* _TEXT EXTRACT_
I've run into this issue as well. Restarting the node where the issue appeared fixed it, except for one volume which is still not working.
Any updates on this? I'm having the same issues
Do you have any updates?
We are also facing this issue. It occurs any time a server has been crashed after trying to add a new pvc. Then we restart the server in the Hetzner Cloud Console. When the server has been started again, this new pvc is listet correctly in the Hetzner Cloud Console and in Kubernetes, but the pvc does not exists in /dev/disk/by-id/
.
same issue - happens only for large volumes. Is there a way to increase the timeout?
same here this driver is shockingly bad and that's one thing, but these threads are mostly ignored as far as I can tell
Same here on K3s v1.23.9+k3s1 Because I cannot check many topics at this moment, like node restart etc. I tried to help myself and create the mount manually into the right folder: (Don't repeat this, without to know the risk of data loss) /var/lib/kubelet/pods/(POD-UUID)/volumes/kubernetes.io~csi/(PVC-Name)/mount Pod pick this up and started correctly. This don't replace a node restart, which I will check later.
For me the PVC was attached to host and available in /dev/disk/by-id/ and /dev/ No errors in hetzer-csi pods or controller, beside the same like in pod:
level=error ts=2022-09-29T09:31:10.425207836Z component=grpc-server msg="handler failed" err="rpc error: code = Internal desc = failed to publish volume: exit status 1\nmke2fs 1.45.7 (28-Jan-2021)\nThe file does not exist and no size was specified.
When I can help, I will do.
We use "hetznercloud/hcloud-csi-driver:latest" and csi-driver-node binary was updated/pulled on 10.08.2022
Update: I'm asking Hetzner Support to look into this ticket. Maybe this helps.
@swarnat I left a similar message on another issue related to this problem. The problem is rke or k3s > it just won't play nice with hetzner csi I've since then switched to vanilla (via kubeone) deployments, and no issues what so ever
Every day an interesting project. Thanks for mentioning kubeone. I never heard from that tool and will check, what we need to adjust to setup vanilla k8s ourself.
Probably it will help somebody: kubeone works as solution, but I cannot forget this problem, because "vitobotta/hetzner-k3s project" was my step into world of Kubernetes. So I investigate the problem a little bit more.
I tried with node restarts, but not helps. Then I manually remove the VolumeAttachment entry of PVC and this solves the situation automatically. I suppose the problem is based within the code, which check, if a VolumeAttachment must be removed/reinitialized. I will try, if I can debug CSI Driver a little bit, but probably this is beyond my knowledge at the moment.
So the manual workaround for me, was:
# example: kubectl get volumeattachment | grep pvc-9a627590-1234-5678-905a-fb6089af008f
kubectl get volumeattachment | grep pvc-id
# example: kubectl delete volumeattachment csi-8e250e6be1c12345678aacf437308cf6650f431a90db43b1a4ce559f46da7ad6
kubectl delete volumeattachment csi-id
Thanks @swarnat , that workaround works.

Records excerpted from a collection:
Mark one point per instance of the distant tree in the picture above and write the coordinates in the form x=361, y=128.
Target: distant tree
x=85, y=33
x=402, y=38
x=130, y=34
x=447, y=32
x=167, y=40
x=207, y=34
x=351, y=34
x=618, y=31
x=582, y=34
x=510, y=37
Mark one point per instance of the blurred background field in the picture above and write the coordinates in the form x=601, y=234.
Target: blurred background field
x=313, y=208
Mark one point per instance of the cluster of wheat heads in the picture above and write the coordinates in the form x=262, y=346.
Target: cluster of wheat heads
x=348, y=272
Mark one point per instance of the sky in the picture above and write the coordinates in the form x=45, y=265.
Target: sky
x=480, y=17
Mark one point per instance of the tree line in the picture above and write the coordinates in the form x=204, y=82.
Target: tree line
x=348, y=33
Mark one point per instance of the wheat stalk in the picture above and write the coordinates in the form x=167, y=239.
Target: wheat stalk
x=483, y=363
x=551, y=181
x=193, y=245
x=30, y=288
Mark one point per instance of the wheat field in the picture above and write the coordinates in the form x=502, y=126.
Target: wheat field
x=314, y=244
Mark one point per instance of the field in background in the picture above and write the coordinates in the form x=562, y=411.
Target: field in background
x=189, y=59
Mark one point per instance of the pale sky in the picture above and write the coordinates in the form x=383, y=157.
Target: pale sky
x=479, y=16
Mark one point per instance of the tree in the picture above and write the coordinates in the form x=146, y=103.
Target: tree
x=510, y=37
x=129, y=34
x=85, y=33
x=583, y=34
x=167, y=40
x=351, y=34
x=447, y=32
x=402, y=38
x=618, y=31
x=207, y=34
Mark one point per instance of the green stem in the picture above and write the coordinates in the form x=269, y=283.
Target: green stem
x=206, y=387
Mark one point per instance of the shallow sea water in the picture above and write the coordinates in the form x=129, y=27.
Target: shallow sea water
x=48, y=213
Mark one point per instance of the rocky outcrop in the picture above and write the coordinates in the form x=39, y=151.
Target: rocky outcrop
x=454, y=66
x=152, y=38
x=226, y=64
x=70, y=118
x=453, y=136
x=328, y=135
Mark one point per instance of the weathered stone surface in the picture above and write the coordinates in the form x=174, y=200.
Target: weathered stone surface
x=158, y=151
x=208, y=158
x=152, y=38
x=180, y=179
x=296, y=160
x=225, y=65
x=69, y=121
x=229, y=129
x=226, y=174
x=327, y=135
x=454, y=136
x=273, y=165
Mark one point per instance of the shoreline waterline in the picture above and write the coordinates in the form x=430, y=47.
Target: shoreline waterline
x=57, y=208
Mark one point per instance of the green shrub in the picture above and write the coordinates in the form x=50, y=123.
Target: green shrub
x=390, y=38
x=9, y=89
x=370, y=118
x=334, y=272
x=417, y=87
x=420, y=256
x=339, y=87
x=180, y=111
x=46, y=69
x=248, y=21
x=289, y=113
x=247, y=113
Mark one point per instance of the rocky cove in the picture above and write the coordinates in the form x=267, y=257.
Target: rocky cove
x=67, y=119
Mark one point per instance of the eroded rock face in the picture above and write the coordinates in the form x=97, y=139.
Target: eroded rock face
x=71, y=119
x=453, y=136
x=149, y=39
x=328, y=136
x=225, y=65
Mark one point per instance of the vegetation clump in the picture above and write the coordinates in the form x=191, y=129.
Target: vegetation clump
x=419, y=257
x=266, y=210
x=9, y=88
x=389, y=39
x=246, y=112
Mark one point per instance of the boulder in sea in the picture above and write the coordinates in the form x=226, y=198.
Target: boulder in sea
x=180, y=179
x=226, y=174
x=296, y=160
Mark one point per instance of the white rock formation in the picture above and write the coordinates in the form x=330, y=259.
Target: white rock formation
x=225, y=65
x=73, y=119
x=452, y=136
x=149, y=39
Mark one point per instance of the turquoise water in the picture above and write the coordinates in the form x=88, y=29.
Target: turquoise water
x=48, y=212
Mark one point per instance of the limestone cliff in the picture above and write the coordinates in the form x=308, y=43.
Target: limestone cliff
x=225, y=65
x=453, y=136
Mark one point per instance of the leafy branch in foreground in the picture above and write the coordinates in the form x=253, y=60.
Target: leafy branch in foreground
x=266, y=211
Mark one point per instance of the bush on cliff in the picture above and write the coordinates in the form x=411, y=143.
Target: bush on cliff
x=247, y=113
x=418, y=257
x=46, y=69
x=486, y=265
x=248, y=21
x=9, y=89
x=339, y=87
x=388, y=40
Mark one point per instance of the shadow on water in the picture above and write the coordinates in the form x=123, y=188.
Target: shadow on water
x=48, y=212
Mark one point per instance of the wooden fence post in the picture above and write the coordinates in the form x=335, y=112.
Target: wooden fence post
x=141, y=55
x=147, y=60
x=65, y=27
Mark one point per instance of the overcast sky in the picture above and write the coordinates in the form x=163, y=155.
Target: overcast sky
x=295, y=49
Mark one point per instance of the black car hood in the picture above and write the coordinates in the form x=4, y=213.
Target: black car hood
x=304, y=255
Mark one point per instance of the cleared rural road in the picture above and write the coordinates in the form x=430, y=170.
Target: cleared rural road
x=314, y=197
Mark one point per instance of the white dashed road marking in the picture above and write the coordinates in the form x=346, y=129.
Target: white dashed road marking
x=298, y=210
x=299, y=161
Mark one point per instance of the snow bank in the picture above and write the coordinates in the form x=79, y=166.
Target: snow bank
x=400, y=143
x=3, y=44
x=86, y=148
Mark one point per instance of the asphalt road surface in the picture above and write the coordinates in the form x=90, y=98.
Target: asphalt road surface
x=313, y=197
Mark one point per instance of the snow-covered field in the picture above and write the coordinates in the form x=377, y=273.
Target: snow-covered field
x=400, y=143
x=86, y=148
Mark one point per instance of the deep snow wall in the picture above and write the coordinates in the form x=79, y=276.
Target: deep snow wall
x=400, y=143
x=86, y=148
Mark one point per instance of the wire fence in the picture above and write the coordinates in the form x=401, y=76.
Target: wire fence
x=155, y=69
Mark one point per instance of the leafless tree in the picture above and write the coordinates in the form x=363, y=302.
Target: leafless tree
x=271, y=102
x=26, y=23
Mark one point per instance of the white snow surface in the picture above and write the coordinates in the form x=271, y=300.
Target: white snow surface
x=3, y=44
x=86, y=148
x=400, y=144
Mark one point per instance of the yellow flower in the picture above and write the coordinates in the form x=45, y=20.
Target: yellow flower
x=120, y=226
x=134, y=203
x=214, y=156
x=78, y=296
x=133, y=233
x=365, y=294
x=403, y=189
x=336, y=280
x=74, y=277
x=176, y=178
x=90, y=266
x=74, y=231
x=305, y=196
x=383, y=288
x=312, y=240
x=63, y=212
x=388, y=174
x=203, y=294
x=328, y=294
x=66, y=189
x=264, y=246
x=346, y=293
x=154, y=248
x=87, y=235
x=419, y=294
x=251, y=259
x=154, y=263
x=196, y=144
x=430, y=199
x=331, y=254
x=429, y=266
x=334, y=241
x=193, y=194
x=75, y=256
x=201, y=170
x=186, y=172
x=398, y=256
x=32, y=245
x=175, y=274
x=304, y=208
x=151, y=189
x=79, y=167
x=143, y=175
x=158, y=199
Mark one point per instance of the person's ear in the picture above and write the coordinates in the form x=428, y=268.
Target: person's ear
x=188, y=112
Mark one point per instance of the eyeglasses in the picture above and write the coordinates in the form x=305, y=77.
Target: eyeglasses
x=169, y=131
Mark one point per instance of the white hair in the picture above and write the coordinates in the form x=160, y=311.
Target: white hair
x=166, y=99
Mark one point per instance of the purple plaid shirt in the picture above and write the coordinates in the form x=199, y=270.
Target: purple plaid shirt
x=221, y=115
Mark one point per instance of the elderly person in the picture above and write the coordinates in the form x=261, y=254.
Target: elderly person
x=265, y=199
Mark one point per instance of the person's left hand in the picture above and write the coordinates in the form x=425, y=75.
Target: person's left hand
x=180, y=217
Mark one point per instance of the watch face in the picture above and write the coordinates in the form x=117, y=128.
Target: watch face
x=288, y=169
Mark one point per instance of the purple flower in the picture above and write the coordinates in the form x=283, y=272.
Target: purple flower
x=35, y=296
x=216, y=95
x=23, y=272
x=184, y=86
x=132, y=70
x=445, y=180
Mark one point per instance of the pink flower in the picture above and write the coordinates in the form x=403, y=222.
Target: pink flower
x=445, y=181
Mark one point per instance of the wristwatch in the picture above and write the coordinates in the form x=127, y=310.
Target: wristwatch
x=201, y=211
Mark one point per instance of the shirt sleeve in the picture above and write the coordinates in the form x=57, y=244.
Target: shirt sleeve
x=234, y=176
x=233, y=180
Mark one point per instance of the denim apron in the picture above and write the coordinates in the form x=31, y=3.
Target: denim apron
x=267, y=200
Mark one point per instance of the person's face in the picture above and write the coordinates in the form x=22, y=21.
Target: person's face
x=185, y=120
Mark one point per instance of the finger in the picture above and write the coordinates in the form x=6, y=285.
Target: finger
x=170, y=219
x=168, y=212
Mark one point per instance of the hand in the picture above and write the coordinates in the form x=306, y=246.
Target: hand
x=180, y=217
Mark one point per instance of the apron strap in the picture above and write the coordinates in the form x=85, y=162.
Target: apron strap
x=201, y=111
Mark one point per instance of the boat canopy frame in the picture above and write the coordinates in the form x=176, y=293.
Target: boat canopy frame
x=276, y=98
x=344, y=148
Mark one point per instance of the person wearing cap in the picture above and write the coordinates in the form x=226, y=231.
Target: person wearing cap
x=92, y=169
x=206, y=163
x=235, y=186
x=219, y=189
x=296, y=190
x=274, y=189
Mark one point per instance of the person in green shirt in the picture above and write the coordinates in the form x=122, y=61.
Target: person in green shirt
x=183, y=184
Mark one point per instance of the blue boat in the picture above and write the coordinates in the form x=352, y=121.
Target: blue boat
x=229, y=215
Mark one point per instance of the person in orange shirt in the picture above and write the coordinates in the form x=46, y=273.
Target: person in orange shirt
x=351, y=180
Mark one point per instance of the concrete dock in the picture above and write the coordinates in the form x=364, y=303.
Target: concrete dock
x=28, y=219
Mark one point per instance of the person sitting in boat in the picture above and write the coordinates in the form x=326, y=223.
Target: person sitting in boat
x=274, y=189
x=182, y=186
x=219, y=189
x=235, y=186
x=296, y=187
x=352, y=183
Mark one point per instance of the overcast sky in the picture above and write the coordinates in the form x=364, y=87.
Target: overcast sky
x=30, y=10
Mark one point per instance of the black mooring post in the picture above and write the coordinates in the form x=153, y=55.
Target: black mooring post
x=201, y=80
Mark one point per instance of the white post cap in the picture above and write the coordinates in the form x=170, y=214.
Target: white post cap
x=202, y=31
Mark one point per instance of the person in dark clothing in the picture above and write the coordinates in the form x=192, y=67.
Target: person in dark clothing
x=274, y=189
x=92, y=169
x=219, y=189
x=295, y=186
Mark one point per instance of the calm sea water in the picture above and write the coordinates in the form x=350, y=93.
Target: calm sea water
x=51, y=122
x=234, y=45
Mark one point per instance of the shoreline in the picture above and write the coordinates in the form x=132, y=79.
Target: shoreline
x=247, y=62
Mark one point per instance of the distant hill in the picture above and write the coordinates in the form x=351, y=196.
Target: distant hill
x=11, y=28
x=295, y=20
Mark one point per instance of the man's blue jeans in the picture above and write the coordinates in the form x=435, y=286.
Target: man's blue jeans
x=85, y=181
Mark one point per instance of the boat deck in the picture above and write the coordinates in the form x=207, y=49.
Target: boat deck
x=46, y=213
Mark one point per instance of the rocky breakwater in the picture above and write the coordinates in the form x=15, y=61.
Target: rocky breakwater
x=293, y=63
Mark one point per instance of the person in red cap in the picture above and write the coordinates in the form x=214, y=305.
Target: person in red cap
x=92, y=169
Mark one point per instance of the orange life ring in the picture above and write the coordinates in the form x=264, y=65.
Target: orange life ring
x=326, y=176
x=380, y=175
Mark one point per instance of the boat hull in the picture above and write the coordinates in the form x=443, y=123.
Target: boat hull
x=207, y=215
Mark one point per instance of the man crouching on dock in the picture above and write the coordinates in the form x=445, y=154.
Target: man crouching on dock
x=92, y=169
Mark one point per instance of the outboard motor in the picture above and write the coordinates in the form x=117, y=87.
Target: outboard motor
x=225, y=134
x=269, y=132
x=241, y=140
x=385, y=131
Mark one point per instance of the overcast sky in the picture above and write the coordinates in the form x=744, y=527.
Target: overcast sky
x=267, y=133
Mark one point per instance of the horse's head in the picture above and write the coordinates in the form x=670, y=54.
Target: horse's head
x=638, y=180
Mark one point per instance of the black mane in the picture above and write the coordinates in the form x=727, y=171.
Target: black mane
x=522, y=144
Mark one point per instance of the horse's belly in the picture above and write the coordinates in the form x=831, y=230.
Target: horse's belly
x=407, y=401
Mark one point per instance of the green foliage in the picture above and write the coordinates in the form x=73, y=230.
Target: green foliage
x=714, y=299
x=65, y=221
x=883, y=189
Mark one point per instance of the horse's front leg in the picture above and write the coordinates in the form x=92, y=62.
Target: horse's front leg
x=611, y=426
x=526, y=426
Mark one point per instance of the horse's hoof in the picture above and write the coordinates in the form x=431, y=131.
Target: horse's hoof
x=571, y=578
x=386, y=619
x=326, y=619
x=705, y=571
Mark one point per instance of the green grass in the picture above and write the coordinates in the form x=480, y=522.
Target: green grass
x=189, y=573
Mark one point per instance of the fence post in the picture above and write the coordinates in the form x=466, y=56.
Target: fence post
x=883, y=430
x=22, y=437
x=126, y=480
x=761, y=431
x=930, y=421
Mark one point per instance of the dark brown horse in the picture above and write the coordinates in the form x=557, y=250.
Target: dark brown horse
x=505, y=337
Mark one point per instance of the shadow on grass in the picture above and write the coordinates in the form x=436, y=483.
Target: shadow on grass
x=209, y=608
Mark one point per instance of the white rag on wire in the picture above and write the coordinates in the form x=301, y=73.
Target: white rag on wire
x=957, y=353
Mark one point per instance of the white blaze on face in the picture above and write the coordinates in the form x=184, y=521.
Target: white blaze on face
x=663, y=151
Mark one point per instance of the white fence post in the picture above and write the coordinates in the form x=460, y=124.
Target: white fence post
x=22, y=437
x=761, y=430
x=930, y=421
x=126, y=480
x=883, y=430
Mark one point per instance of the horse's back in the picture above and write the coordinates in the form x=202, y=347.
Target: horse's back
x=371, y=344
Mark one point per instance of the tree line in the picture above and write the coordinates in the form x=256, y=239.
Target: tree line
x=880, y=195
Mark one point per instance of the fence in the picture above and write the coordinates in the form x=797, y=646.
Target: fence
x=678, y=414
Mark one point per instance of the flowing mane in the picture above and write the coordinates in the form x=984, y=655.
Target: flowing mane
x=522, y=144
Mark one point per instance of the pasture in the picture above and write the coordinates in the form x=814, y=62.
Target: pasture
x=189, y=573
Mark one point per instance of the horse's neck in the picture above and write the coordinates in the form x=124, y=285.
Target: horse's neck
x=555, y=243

* _REQUESTS_
**a.** In the Hetzner CSI volume thread, rewrite everything from "For me the PVC" down to "Maybe this helps." with "Hetzner Support" swapped for "the Hetzner support team".
**b.** Carry the Hetzner CSI volume thread forward from its final post.

* _ANSWERS PER TASK_
**a.**
For me the PVC was attached to host and available in /dev/disk/by-id/ and /dev/ No errors in hetzer-csi pods or controller, beside the same like in pod:
level=error ts=2022-09-29T09:31:10.425207836Z component=grpc-server msg="handler failed" err="rpc error: code = Internal desc = failed to publish volume: exit status 1\nmke2fs 1.45.7 (28-Jan-2021)\nThe file does not exist and no size was specified.
When I can help, I will do.
We use "hetznercloud/hcloud-csi-driver:latest" and csi-driver-node binary was updated/pulled on 10.08.2022
Update: I'm asking the Hetzner support team to look into this ticket. Maybe this helps.

**b.**
hcloud-csi-driver level=error ts=2022-12-09T06:24:54.932343015Z component=grpc-server msg="handler failed" err="rpc error: code = Internal desc = failed to publish volume: exit status 1\nmke2fs 1.46.4 (18-Aug-2021)\nThe file does not exist and no size was specified.\n"
Looking at the error, we can see there is an extra space after file in file does not...
. Additionally, the log line component=linux-mount-service msg="formatting disk" disk= fstype=ext4
reveals the disk
variable is empty. It seems the CSI isn't getting the device path.
I had a quick look at the CSI spec, it seems the NodePublishVolume()
request is the thing which is failing. Specifically it looks like the path isn't in the map here https://github.com/hetznercloud/csi-driver/blob/main/driver/node.go#L60.
That map[string]string
is apparently set by ControllerPublishVolume()
:
message NodePublishVolumeRequest {
// The ID of the volume to publish. This field is REQUIRED.
string volume_id = 1;
// The CO SHALL set this field to the value returned by
// `ControllerPublishVolume` if the corresponding Controller Plugin
// has `PUBLISH_UNPUBLISH_VOLUME` controller capability, and SHALL be
// left unset if the corresponding Controller Plugin does not have
// this capability. This is an OPTIONAL field.
map<string, string> publish_context = 2;
This leads to https://github.com/hetznercloud/csi-driver/blob/main/driver/controller.go#L176-L190 which in turn calls https://github.com/hetznercloud/csi-driver/blob/6beac22cec3523a338241ead8a9f6f394c15c666/api/volume.go#L83-L101.
I'd guess the issue is in there somewhere, perhaps the hcloud API doesn't always return a LinuxDevice ?
https://github.com/hetznercloud/csi-driver/pull/343
I'll run my branch for a while and let people know if this resolves the issue.
I am a bit skeptical though, the Attach
API should already be checking if we are attached (as we'd expect it to)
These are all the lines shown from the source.